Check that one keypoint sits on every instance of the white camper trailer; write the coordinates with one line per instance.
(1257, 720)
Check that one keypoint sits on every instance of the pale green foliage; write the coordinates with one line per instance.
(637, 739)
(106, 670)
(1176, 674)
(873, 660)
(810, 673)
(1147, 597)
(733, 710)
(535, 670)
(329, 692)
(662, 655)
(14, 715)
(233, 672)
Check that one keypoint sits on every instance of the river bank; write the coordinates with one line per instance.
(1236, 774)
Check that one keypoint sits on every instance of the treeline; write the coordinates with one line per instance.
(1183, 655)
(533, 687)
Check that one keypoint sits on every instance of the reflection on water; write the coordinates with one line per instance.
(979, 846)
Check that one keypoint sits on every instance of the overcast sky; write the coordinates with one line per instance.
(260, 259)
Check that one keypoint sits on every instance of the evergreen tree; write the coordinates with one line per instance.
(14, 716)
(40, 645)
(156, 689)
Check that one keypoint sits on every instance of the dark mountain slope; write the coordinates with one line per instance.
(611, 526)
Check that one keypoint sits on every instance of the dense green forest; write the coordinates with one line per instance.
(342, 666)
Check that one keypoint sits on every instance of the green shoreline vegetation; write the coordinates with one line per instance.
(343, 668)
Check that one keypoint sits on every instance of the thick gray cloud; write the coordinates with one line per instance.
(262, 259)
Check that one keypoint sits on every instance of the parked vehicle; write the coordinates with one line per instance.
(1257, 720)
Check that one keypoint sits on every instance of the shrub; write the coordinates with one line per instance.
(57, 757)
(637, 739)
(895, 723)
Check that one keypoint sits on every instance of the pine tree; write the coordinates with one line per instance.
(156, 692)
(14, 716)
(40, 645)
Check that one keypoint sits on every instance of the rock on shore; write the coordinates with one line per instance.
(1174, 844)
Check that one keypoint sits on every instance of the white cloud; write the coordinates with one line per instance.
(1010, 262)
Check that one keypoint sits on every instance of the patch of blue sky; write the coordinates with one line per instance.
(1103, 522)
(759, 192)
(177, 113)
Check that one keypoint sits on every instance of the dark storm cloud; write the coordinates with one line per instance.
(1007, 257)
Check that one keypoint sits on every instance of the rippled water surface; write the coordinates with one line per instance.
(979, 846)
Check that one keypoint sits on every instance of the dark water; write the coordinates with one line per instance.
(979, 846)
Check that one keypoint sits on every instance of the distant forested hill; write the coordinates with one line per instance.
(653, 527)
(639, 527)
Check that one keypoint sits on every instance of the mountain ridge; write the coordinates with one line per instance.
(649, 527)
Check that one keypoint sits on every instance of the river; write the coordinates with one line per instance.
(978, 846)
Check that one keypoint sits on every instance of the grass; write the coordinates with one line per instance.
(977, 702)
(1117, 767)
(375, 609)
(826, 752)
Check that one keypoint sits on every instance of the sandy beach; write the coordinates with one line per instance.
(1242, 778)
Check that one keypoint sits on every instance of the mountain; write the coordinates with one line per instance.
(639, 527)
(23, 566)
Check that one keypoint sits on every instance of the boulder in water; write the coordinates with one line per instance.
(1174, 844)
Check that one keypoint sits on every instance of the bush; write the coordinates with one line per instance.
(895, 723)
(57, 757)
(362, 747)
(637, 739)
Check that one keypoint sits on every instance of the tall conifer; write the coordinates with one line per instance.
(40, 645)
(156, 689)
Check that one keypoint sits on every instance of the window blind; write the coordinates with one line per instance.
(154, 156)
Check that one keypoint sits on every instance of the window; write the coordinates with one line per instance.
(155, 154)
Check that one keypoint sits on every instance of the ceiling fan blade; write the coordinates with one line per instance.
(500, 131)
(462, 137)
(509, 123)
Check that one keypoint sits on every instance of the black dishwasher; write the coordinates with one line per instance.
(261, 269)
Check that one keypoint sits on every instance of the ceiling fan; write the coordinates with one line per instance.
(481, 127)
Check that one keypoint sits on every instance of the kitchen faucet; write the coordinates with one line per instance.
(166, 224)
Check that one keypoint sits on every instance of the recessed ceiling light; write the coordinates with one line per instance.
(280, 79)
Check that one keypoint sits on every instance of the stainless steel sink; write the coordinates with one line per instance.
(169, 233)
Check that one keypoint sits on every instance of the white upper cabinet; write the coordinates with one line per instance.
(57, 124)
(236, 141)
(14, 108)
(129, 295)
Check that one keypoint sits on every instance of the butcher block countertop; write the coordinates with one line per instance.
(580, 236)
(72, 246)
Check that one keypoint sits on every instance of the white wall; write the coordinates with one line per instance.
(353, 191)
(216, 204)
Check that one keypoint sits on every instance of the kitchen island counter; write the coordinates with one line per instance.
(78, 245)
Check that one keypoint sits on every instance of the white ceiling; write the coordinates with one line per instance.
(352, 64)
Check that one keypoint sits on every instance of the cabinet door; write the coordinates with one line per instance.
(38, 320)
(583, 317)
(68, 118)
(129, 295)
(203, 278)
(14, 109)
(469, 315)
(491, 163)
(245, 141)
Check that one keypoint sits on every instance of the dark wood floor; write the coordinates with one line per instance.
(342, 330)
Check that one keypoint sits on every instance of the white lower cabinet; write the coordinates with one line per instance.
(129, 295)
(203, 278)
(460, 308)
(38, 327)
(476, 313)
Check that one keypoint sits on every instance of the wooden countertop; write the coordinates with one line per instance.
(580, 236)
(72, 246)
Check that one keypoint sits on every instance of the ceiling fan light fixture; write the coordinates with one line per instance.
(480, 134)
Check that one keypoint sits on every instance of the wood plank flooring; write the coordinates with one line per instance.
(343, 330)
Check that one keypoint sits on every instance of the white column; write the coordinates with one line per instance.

========================================================================

▶ **What to work on**
The answer is all of the material, repeated exactly.

▶ **Task result**
Check that one keypoint sits on every instance of the white camper trailer; write the coordinates with one line per instance.
(1257, 720)
Check that one keypoint sits on every instance of the pale green foliage; write the coordinates with one line per instance.
(637, 739)
(106, 670)
(1176, 674)
(873, 660)
(810, 673)
(1147, 597)
(733, 710)
(535, 670)
(329, 692)
(662, 655)
(14, 715)
(233, 672)
Check that one keypoint sits on every instance of the river bank; write the coordinates with one line per instance.
(1236, 774)
Check that one keypoint sits on every instance of the treeline; write the coordinates with one line per instance.
(1183, 655)
(533, 687)
Check that one keypoint sits on every instance of the reflection on water; write the coordinates with one line per instance.
(979, 846)
Check that one keypoint sits on every instance of the overcast sky; write the coordinates with one line per instance.
(260, 259)
Check that one keypoint sits on every instance of the evergreen tree; write the coordinates with one line per instance.
(14, 716)
(40, 645)
(156, 689)
Check that one keypoint sits on every instance of the dark mountain slope; write the coordinates with one line per instance.
(611, 526)
Check that one keypoint sits on every instance of the dense green forest; write the coordinates with one line per instance.
(342, 666)
Check that one keypoint sits on every instance of the green shoreline vegetation; write the coordinates with one line per instance.
(343, 668)
Check that one keypoint sits on every instance of the thick gray cloud; write the coordinates with one line per instance.
(262, 259)
Check that one keypoint sits on every instance of the parked vehicle; write the coordinates with one line per instance.
(1257, 720)
Check that one keypoint sits on every instance of the shrub; write the coordinates with one line per instance.
(57, 757)
(637, 739)
(895, 723)
Check that one keypoint sits on every instance of the pine tree; write the coordinates with one line per instance.
(156, 692)
(14, 716)
(40, 645)
Check that one keypoint sits on every instance of the rock on shore; write the coordinates with one line per instance.
(1174, 844)
Check that one keypoint sits on every instance of the white cloud; write the coordinates with one line per instance.
(1010, 262)
Check that one keypoint sits on every instance of the patch of blue sky; write the coordinates with one line per instance.
(1103, 522)
(759, 192)
(177, 113)
Check that one keypoint sits on every instance of the dark storm cloud; write the coordinates with one line per instance.
(1007, 257)
Check that one keypoint sits on every instance of the rippled water surface; write the coordinates with one line per instance.
(979, 846)
Check that one keypoint sits on every instance of the dark water; write the coordinates with one line per instance.
(979, 846)
Check that one keypoint sits on every instance of the distant forested hill; write the coordinates with one line per instance.
(653, 527)
(639, 527)
Check that one keypoint sits on every instance of the mountain ridge; write the coordinates with one line per instance.
(649, 527)
Check that one keypoint sits on every instance of the river; write the coordinates with one line per instance.
(978, 846)
Check that one keypoint sits on every instance of the grass; write the coordinates with one line per instance.
(977, 702)
(1117, 767)
(375, 609)
(826, 752)
Check that one keypoint sits on every instance of the sandy beach; write the coordinates with one line per instance.
(1242, 778)
Check that one keypoint sits on every instance of the mountain; write the coordinates with one line per instance.
(639, 527)
(23, 566)
Check that one keypoint sits on every instance of the boulder in water; write the coordinates with one line per instance.
(1174, 844)
Check that one keypoint sits on every instance of the bush; write the coordinates with one line per instance.
(895, 723)
(57, 757)
(362, 747)
(637, 739)
Check that one keypoint sits on every instance of the tall conifer; write the coordinates with one line per instance.
(40, 645)
(156, 689)
Check that one keypoint sits on every instance of the window blind; write the coordinates with one line per instance.
(154, 156)
Check that one keypoint sits on every instance of the window; write the coordinates with one line per instance.
(155, 154)
Check that one keypoint sits on every instance of the ceiling fan blade; write the coordinates with one line per instance.
(500, 131)
(462, 137)
(509, 123)
Check that one keypoint sits on every instance of the black dishwasher; write the coordinates with one line per instance.
(261, 269)
Check that one keypoint sits on every instance of the ceiling fan; write the coordinates with one line per instance.
(481, 127)
Check that one keypoint sits on every instance of the kitchen faucet; write the coordinates with one line per instance.
(166, 224)
Check that one keypoint sits on every instance of the recessed ceiling light; write the coordinates with one line per instance.
(280, 79)
Check that one keypoint sits on every instance of the stainless steel sink; write the coordinates with one line per instance.
(169, 233)
Check that one keypoint sits on every instance of the white upper cabinet; write the coordinates with one line per instance.
(57, 124)
(236, 141)
(14, 108)
(129, 295)
Check that one keypoint sits on every instance of the butcher block countertop; write the coordinates with one line per instance.
(580, 236)
(72, 246)
Check that one keypoint sits on every instance of the white wall; write the coordinates with one line per instance.
(353, 191)
(216, 204)
Check that one keypoint sits on every instance of the kitchen island counter; write the coordinates with one line per instance.
(78, 245)
Check that one keypoint sits on every instance of the white ceiling; write the coordinates with one line per instance.
(352, 64)
Check that one keypoint sits on every instance of the cabinet door; write the coordinates with one line per instance.
(38, 320)
(583, 317)
(68, 118)
(129, 295)
(203, 278)
(14, 109)
(469, 315)
(491, 163)
(245, 141)
Check that one keypoint sits on every instance of the dark wood floor; write the coordinates with one line per instance.
(342, 330)
Check that one keypoint sits on every instance of the white lower cabinet; write the coordinates with one line per instance.
(129, 295)
(203, 278)
(460, 308)
(38, 327)
(476, 313)
Check that one keypoint sits on every instance of the wooden countertop; write the coordinates with one line per instance.
(580, 236)
(72, 246)
Check that one keypoint sits on every instance of the ceiling fan light fixture; write the coordinates with one line per instance.
(480, 134)
Check that one keypoint sits on every instance of the wood plank flooring; write the coordinates with one line per instance.
(343, 330)
Check that one keypoint sits on every instance of the white column; write the coordinates with one line per instance.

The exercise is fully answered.